%%
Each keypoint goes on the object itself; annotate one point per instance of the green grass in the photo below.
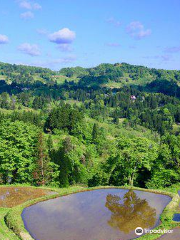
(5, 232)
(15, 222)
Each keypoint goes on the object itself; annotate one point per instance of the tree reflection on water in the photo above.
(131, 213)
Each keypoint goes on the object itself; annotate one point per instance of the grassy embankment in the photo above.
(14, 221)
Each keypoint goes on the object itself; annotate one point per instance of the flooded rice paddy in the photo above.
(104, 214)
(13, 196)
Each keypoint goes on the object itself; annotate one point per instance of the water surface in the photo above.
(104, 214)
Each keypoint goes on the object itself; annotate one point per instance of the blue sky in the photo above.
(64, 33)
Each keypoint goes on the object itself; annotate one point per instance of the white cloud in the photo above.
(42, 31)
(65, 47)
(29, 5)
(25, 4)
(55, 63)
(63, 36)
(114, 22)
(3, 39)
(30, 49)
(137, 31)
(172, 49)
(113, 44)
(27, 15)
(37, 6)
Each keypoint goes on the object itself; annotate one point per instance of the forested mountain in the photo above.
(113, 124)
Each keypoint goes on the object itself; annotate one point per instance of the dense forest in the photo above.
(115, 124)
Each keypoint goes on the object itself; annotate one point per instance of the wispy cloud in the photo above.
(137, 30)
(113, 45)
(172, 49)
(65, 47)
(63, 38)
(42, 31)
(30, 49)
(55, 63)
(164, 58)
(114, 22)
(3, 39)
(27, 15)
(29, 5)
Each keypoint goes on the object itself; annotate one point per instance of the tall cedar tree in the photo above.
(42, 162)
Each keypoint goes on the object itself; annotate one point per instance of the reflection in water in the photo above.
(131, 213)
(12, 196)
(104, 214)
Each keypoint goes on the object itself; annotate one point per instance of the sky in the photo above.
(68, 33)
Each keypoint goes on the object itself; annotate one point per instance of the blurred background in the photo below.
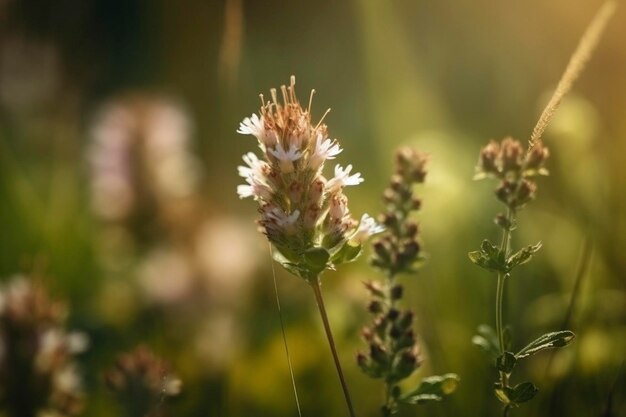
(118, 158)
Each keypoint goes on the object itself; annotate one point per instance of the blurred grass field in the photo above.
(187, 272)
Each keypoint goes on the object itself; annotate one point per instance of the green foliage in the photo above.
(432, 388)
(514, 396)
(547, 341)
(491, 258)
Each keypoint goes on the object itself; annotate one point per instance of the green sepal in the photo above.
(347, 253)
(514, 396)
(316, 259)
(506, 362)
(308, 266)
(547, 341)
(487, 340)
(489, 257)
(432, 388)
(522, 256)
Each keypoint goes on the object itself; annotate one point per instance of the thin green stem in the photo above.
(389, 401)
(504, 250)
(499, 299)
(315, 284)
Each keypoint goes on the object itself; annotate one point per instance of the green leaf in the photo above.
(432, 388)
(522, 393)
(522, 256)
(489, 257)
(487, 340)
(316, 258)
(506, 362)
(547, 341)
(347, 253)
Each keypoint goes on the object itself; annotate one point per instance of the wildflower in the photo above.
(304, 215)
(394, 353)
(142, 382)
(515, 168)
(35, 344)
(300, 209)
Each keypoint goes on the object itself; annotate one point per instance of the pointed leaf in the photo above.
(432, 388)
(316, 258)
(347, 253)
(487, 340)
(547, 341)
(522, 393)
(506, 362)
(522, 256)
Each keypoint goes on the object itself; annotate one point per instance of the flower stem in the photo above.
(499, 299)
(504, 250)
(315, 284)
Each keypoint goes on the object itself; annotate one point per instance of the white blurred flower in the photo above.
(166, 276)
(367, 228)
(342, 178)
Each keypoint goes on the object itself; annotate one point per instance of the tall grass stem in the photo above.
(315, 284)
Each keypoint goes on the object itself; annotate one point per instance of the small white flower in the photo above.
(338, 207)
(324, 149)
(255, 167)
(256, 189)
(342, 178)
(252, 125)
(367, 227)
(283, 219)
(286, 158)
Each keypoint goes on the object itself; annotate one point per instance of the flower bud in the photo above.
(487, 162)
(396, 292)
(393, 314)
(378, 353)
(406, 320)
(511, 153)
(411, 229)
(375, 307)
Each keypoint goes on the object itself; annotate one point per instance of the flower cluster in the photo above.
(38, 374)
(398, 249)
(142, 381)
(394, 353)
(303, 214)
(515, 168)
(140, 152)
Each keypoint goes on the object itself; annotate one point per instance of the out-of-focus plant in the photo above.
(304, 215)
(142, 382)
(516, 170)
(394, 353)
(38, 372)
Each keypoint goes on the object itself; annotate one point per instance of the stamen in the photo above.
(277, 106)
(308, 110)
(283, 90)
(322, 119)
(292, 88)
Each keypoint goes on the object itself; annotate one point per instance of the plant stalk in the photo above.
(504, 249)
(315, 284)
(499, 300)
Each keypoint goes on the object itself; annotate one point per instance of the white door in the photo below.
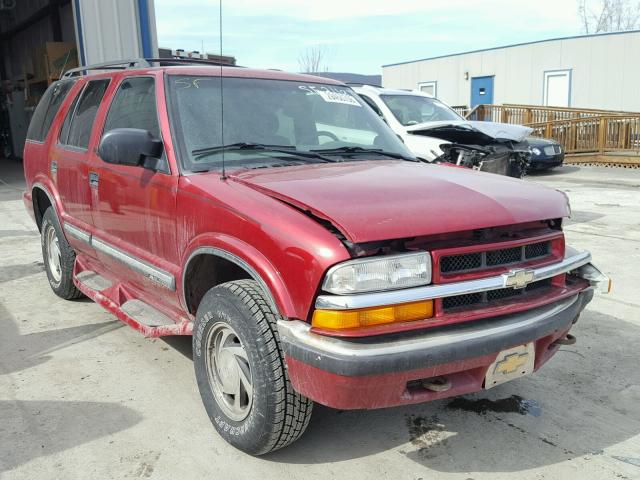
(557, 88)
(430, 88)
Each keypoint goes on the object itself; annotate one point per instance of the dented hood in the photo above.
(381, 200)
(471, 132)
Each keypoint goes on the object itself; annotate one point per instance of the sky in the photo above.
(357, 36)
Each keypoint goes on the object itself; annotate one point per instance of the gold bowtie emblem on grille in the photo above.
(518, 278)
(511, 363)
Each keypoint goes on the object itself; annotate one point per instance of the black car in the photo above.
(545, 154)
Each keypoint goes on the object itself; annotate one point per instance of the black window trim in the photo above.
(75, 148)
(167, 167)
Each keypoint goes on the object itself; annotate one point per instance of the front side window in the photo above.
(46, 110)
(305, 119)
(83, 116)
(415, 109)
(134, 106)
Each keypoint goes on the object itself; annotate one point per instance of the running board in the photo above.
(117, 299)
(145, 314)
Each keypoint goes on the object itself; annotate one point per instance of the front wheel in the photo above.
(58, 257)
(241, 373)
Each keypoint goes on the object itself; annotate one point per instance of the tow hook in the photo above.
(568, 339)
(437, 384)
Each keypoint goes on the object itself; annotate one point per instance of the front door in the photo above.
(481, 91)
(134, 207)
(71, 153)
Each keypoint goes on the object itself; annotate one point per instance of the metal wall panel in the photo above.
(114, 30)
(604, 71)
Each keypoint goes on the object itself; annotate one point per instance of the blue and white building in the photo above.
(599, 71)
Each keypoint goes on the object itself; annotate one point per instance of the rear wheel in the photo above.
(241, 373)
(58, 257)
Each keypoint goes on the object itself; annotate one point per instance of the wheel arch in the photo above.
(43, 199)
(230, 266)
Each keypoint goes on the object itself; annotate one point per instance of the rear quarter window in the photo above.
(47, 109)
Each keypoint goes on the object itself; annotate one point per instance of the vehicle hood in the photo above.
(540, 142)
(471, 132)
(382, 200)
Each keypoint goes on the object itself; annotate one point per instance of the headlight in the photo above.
%%
%%
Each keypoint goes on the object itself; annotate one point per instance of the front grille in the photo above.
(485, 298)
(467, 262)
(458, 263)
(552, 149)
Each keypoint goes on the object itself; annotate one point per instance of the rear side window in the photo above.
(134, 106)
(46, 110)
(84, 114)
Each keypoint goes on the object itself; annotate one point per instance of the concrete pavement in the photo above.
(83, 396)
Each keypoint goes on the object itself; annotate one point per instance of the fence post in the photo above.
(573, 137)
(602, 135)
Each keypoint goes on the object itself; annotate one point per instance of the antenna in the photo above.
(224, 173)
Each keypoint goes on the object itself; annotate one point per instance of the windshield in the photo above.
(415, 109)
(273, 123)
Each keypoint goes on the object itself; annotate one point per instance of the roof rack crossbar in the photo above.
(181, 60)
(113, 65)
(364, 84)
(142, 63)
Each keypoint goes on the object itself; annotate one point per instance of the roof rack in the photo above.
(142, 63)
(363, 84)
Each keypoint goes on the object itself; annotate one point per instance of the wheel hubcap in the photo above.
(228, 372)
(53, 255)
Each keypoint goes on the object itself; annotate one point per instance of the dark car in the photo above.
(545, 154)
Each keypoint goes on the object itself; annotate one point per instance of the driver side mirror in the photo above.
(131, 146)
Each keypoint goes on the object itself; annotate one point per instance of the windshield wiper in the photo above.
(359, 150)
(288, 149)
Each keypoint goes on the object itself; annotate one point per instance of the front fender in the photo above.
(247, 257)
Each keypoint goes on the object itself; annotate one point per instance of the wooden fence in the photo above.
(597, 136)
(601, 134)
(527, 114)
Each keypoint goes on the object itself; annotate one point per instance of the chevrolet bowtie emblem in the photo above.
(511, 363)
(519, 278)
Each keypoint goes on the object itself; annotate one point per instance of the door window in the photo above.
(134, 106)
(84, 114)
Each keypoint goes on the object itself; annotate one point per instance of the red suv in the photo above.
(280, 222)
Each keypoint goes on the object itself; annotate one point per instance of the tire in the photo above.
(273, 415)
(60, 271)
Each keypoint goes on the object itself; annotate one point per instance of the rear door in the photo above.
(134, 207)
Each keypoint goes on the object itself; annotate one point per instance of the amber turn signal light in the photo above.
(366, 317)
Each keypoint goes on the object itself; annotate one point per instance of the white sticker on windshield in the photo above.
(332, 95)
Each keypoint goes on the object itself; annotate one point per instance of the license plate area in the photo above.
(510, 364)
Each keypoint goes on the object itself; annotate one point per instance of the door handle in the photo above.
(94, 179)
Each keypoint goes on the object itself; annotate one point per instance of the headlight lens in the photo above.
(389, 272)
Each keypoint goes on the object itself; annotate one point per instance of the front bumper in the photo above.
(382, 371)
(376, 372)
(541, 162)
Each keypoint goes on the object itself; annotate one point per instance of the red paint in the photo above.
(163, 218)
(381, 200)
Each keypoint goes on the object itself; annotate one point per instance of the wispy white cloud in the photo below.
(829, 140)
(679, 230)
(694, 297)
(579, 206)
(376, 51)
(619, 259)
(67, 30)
%%
%%
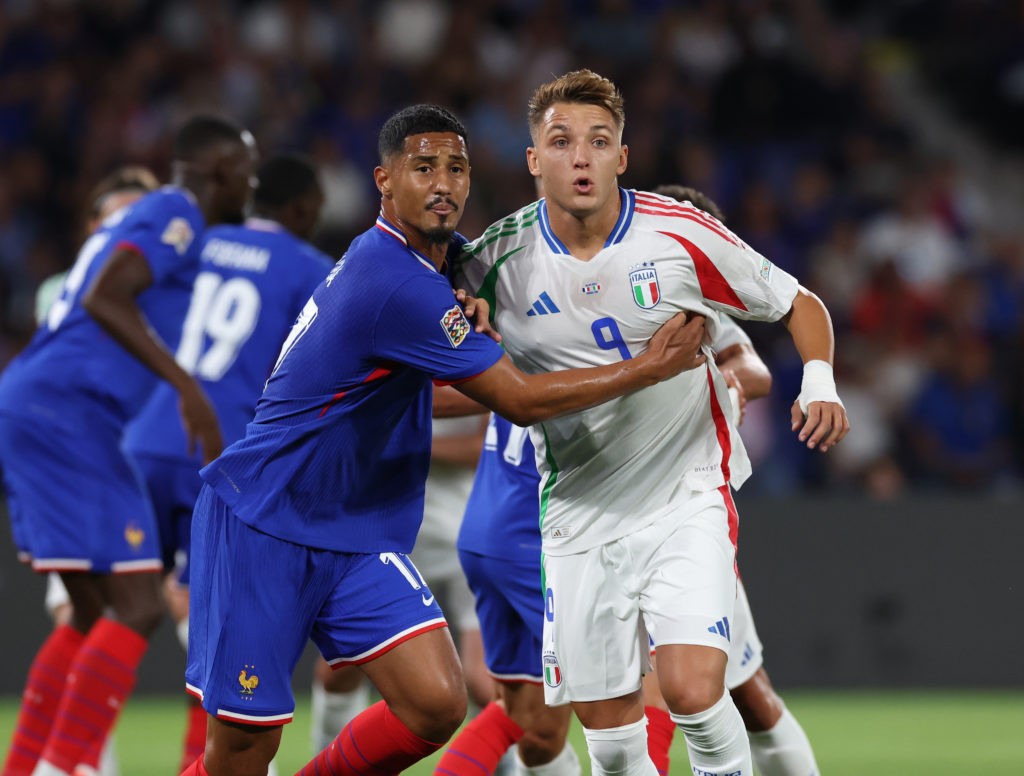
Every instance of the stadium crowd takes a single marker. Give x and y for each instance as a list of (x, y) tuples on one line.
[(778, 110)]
%%
Required action: Where the listing above has a line with "building in the photo above.", start there, and output every line exactly through the line with "headlight in the photo above.", which is also included.

Answer space:
Each keypoint goes on the object itself; annotate one point per instance of the blue and white building in the photo above.
(599, 71)
Each keypoint goes on the object itself; annotate one point per instance of the rear wheel in the photo above.
(241, 373)
(58, 257)
Each keypoint goes on the object itself; annotate one point per instance of the wheel arch in the photo above.
(43, 199)
(230, 266)
Each keypoint goes on the object itself; annotate one point per instance of the rear quarter window in the photo above.
(47, 109)
Each keypoint goes on the object itself; annotate one point per instance of the vehicle hood in the photo above.
(540, 142)
(471, 132)
(382, 200)
Each keypoint goes on the object itself; annotate one point per instance of the headlight in the photo above.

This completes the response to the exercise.